EXERCISE REQUIREMENTS -
Tally the rows below that contain the string "fence", where case counts, and reply with only the number.

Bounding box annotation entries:
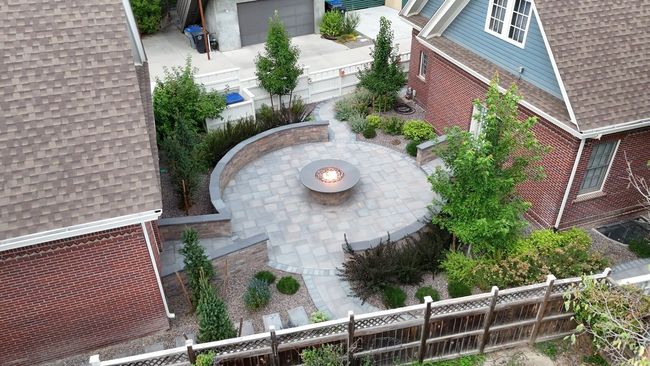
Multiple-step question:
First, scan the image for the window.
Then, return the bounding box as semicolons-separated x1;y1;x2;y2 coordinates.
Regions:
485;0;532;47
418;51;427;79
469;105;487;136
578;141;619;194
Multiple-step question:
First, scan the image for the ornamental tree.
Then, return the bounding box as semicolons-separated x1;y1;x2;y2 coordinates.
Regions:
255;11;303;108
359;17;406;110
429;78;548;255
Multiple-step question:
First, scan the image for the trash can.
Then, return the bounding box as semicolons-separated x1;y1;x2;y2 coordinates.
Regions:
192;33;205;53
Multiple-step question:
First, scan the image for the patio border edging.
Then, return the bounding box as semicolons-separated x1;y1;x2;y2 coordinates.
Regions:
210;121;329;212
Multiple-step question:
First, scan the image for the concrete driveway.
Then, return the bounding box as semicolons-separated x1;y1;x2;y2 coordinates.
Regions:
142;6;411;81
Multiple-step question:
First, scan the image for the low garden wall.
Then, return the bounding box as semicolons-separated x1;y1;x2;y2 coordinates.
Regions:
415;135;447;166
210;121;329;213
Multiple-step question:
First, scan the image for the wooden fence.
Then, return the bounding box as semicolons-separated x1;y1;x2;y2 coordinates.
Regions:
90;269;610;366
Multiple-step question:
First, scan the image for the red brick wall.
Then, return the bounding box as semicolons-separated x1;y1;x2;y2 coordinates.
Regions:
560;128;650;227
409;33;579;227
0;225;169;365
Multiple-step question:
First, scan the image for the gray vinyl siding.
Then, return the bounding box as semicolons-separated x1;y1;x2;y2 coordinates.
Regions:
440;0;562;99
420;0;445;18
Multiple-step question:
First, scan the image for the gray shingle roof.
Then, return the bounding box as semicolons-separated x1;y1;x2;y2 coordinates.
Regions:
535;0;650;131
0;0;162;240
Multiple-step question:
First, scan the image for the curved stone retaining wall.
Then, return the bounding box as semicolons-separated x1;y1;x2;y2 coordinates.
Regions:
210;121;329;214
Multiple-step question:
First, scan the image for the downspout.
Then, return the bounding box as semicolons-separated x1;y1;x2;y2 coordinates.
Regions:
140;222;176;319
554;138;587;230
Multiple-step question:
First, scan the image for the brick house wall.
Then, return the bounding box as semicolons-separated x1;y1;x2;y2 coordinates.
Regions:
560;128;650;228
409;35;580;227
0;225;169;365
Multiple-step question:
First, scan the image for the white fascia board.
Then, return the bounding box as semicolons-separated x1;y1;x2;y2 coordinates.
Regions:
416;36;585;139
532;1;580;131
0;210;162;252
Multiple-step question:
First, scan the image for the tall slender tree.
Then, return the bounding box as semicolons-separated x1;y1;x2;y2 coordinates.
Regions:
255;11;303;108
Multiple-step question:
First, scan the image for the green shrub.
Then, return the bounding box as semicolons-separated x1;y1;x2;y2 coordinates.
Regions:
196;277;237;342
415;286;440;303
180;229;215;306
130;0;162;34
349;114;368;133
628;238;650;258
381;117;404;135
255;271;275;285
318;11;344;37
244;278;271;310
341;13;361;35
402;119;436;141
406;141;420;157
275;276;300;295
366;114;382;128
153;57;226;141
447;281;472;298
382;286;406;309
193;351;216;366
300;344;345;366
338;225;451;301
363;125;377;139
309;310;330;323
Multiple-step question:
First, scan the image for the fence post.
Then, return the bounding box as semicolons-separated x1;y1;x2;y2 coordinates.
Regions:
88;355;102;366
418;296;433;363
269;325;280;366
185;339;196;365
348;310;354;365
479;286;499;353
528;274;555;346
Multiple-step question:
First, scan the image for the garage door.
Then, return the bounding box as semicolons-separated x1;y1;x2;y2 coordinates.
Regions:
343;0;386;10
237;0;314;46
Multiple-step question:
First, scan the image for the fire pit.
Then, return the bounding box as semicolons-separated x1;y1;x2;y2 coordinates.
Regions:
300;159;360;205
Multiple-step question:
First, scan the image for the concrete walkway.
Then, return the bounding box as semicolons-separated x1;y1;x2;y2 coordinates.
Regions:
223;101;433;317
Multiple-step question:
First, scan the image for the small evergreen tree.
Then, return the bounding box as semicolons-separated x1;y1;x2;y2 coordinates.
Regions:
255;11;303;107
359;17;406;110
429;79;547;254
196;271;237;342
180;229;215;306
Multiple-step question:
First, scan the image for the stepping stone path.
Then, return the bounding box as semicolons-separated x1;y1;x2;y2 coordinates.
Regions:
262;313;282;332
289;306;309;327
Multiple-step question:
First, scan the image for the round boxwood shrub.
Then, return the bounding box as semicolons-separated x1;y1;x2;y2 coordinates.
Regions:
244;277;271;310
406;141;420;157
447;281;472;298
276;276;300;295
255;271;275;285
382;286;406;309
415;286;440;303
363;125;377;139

---

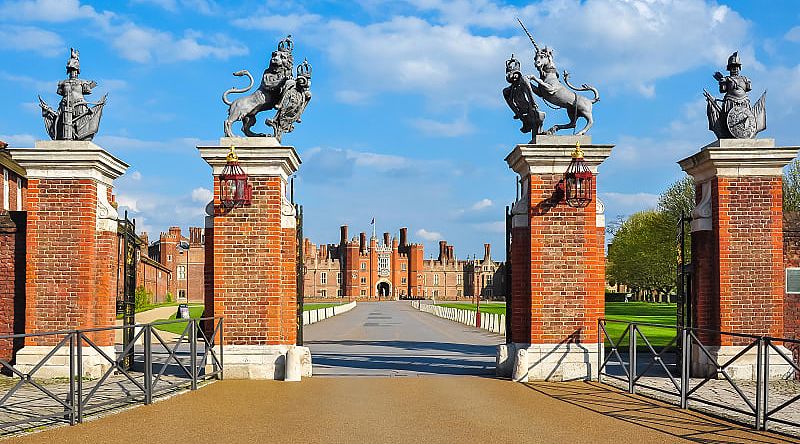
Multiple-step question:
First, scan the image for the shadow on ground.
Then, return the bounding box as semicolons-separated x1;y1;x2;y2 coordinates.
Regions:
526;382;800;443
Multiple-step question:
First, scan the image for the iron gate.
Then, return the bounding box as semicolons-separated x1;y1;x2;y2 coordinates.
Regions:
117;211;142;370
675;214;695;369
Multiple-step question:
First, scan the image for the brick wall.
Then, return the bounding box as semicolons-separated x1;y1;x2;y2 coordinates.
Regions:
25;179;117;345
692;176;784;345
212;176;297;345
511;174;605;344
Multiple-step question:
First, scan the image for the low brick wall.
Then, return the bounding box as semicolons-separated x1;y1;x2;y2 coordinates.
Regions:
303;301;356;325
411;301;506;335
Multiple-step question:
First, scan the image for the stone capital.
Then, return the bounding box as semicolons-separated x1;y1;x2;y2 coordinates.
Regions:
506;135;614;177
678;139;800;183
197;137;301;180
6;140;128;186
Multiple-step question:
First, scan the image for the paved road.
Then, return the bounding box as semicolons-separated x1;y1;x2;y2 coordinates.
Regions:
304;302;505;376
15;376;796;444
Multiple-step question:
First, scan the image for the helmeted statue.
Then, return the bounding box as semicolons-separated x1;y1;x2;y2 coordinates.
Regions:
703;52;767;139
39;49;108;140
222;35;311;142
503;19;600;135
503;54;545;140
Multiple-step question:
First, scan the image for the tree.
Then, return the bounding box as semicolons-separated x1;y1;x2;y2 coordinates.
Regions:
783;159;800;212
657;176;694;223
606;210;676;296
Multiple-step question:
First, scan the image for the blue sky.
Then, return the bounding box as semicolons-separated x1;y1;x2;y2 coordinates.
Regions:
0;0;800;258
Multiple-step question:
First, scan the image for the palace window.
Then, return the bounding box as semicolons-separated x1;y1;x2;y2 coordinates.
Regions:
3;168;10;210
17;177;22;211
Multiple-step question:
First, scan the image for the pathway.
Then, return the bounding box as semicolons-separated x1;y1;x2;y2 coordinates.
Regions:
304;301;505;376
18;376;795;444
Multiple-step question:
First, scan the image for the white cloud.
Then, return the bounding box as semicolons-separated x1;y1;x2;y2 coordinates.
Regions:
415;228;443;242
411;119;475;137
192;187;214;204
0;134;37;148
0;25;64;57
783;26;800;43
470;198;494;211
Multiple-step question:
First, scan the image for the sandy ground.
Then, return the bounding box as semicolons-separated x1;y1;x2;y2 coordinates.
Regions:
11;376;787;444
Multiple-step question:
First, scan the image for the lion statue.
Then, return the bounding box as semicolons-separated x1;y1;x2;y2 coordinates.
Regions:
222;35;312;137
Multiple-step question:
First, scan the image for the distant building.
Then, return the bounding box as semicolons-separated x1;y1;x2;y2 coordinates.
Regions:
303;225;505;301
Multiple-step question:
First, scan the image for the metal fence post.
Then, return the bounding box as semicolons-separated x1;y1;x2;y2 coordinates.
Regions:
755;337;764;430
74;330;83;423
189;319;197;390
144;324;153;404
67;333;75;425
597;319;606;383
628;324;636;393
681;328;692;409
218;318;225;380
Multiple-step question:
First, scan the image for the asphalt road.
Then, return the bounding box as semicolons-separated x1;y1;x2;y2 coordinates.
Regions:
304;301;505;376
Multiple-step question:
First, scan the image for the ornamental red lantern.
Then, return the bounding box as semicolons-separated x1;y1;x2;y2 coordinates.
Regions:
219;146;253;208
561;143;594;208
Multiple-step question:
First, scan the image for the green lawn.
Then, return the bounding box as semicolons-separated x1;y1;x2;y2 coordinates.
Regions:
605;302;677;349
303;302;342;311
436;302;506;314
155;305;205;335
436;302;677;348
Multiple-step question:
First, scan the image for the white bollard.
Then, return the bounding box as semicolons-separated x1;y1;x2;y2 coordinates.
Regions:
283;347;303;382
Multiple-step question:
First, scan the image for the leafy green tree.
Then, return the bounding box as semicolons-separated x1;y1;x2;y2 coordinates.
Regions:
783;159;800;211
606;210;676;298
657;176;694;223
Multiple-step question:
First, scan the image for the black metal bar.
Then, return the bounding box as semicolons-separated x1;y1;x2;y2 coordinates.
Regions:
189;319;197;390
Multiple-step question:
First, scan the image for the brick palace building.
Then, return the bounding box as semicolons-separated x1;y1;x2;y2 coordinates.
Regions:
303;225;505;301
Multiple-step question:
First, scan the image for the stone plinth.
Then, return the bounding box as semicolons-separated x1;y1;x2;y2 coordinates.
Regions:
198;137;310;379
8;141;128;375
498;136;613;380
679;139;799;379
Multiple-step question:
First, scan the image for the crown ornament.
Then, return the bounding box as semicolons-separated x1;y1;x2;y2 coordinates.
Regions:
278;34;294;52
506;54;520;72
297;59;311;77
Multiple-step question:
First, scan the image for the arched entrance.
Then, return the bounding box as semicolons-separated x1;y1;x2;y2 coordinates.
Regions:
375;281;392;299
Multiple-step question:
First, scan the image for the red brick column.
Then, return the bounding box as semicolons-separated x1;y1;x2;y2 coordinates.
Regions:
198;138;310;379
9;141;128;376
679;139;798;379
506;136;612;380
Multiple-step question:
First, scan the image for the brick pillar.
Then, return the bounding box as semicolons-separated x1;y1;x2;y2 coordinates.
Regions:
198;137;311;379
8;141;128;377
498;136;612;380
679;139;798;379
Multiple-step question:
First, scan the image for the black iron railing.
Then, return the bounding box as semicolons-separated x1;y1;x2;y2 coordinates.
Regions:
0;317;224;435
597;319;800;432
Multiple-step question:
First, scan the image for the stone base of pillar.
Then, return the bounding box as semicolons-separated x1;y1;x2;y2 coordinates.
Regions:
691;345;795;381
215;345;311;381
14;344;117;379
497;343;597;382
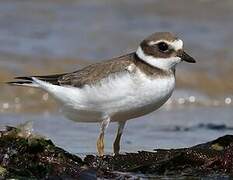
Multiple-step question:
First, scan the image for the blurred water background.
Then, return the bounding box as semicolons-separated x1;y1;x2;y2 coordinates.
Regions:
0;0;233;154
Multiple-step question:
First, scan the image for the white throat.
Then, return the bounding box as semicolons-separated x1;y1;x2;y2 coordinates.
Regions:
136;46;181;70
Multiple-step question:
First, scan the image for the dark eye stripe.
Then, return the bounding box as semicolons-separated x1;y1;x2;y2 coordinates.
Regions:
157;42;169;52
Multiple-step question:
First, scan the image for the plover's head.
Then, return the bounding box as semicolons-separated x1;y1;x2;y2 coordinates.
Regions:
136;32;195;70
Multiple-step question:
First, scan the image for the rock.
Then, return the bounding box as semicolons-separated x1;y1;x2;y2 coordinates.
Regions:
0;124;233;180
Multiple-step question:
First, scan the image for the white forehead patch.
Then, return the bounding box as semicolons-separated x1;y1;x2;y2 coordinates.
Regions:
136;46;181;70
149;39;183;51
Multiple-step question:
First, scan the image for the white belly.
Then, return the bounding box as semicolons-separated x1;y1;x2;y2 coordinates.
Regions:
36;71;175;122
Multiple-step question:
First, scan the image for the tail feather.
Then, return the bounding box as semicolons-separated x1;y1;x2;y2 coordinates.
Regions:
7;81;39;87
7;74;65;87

SOLUTION -
3